→ **ARTICLE**:
──────────────────────────────

C’est dans la catégorie des bêtes domestiques à 4 pieds que Lamy répertorie ensuite l’éléphant, animal introduit dans la Judée par Salomon ; « Il y a apparence que ce Prince, qui avoit commerce dans les Indes en amena les elephans et l’ivoire dans la Judée (...) les rois de Syrie & Egipte en eurent toujours dans leurs armées comme on le voit dans l’Histoire des Machabées3 ». La Bible ne parle guère des éléphants. Néanmoins, les deux premiers livres des Machabées ont inspiré divers thèmes iconographiques dont celui de l’éléphant « harnaché » ou « porteur de tour », très présent dans les livres et les manuscrits. L'animal est souvent représenté portant une sorte de donjon rempli de soldats. Dans ce récit biblique il devient un instrument militaire utilisé par les Séleucides pour réprimer la révolte des Machabées. Ce sont 32 éléphants dressés au combat et excités par du raisin que les judéens affrontent. Un second épisode voit Eléazar, protagoniste de cette révolte se sacrifier, écrasé par un éléphant qu’il transperce de son glaive croyant qu’il était monté par le Roi Antiochus V, responsable de la répression. L'éléphant occupe aussi jusqu'au 18e siècle une place importante dans la symbolique chrétienne : on lui attribue des qualités de chasteté, d'innocence, de sagesse et de force. Il est en particulier associé à la noblesse et à la pureté de la Vierge. De plus il fournit l'ivoire, matière noble, pure et imputrescible, qui sera considéré comme un attribut de Marie et l'appellation « Tour d'ivoire » fait partie des titres mariaux par lesquels la mère du Christ est invoquée dans la prière litanique qui porte son nom.
Les 4 dernières planches de l’Introduction à l’Ecriture sainte... représentent 16 espèces végétales citées dans la Bible parmi lesquelles le cèdre du Liban dont Lamy dit qu’ « il est élevé, toûjours verd. Sa feuille est épaisse & aiguë ; sa moële est rouge & de l’odeur. Son fruit ressemble aux pommes de pins ; & de son tronc, il coule une résine ». Le cèdre du Liban appartient à la famille des Pinacées. Originaire du Moyen-Orient et en particulier du Liban où on peut le trouver à partir de 1500 mètres d’altitude, il s’est progressivement acclimaté en Europe depuis le 18e siècle où il est utilisé comme arbre d’ornement des grands parcs. En effet, cette espèce de conifères peut atteindre 40 mètres de hauteur et 3,50 mètres de diamètre. Ses branches imposantes poussant à l’horizontale lui confèrent, au bout de plusieurs dizaines d’années, un port tabulaire4 très étalé. Lamy souligne qu' « il ne se corromp point, & il n’y a pas de meilleur bois pour les bâtimens & pour les vaisseaux. Un ouvrage digne du cèdre, est un ouvrage digne de l’immortalité ». Cet arbre est effectivement cité dans la Bible comme ayant été utilisé par Salomon pour construire la charpente du Temple de Jérusalem. Les forêts de cèdres du Liban ont été énormément exploitées depuis l’Antiquité comme matériau de construction des monuments sacrés mais aussi des bateaux phéniciens, assyriens, romains et égyptiens. Symbole d’immortalité, le cèdre du Liban est un bois légendaire et sacré, vénéré depuis cette époque et utilisé pour les sarcophages des grands rois et des papes. En effet, son parfum éloigne les insectes et les vers, il a donc une résistance exceptionnelle à la pourriture, aux champignons et aux insectes.

──────────────────────────────

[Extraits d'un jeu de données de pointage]

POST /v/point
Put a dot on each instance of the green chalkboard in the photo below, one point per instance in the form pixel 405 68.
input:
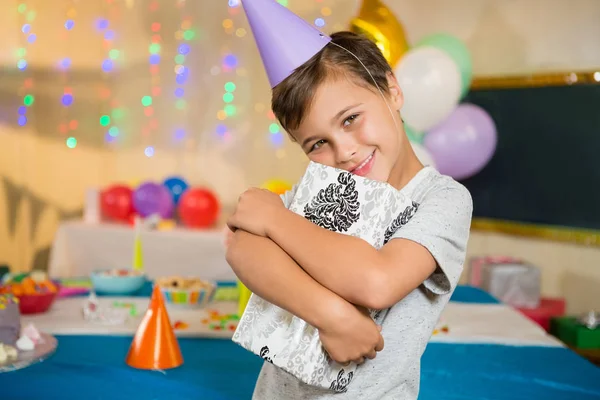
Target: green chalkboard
pixel 546 168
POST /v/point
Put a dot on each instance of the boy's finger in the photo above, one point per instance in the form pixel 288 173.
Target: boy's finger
pixel 379 345
pixel 359 360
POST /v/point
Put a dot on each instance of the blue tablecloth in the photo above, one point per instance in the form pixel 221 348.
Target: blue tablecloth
pixel 93 367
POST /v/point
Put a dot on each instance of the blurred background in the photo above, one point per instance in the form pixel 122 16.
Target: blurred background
pixel 103 100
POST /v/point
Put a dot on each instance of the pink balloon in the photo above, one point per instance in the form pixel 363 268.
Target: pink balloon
pixel 464 143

──────────────────────────────

→ **EXERCICES**:
1) Selon l'article sur l'éléphant et le cèdre du Liban, quelle hauteur ce conifère peut-il atteindre ?
2) Poursuivez l'article sur l'éléphant et le cèdre du Liban après sa dernière phrase.
Les entrées ne sont d'aucune utilité ici.

→ **CORRIGÉS**:
1) Il peut atteindre 40 mètres de hauteur.

2)
Dans cet ouvrage on peut également trouver diverses illustrations de chameau, caméléon, autruche, mandragore, myrrhe et palmier....
L'Introduction à l'Ecriture sainte... fait partie du corpus ouvrages bibliques illustrés.
1 Né à Alexandrie vers 185 et mort à Tyr vers 253, c'est un théologien de la période patristique.
2 Transmetteurs de la Massorah (ensemble de points-voyelles, de signes de ponctuation et de lecture, de notes marginales et interlinéaires, mis au point par les docteurs juifs de Tibériade pour fixer le texte hébraïque de la Bible et éviter des altérations dans sa transmission).
3 Famille juive qui mena la résistance contre la politique d’hellénisation pratiquée au 2e siècle av. J.-C par les Séleucides (dynastie hellénistique fondée par Séleucos qui régna de 312 à 64 avant Jésus-Christ).
4 En forme de table.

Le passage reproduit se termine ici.